### Brief
In the passage on Mike Oxley, rewrite the part that opens with the words containing "Mr. Oxley was" and closes with "1973 to 1981.", replacing "Federal Bureau of Investigation" with "FBI".
>> BEGIN Given passage
Mike Oxley, American politician, Died at 71

  Politician

Michael Garver “Mike” Oxley was born on February 11, 1944, in Findlay, Ohio, and died on January 1, 2016
He was an American politician of the Republican Party.
Mike Oxley served as a U.S. Representative from the 4th congressional district of Ohio.
He gained his bachelor’s of arts degree from Miami University in 1966 and a law degree from Ohio State University in 1969.
Mr. Oxley was a member of the Alpha chapter of the Sigma Chi fraternity at Miami.
Mike worked for the Federal Bureau of Investigation and became active in the Ohio Republican Party, from 1969 to 1972.
Mr. Oxley served in the Ohio House of Representatives from 1973 to 1981.
Michael Oxley was elected a U.S. Representative in 1981 in a special election to fill the vacancy caused by the death of U.S. Representative Tennyson Guyer.
>> END Given passage
>> BEGIN Data lines
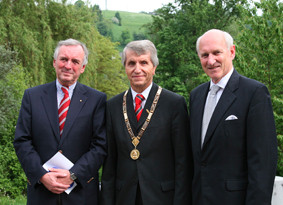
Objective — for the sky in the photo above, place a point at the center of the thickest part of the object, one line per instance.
(129, 5)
>> END Data lines
### Response below
Mr. Oxley was a member of the Alpha chapter of the Sigma Chi fraternity at Miami.
Mike worked for the FBI and became active in the Ohio Republican Party, from 1969 to 1972.
Mr. Oxley served in the Ohio House of Representatives from 1973 to 1981.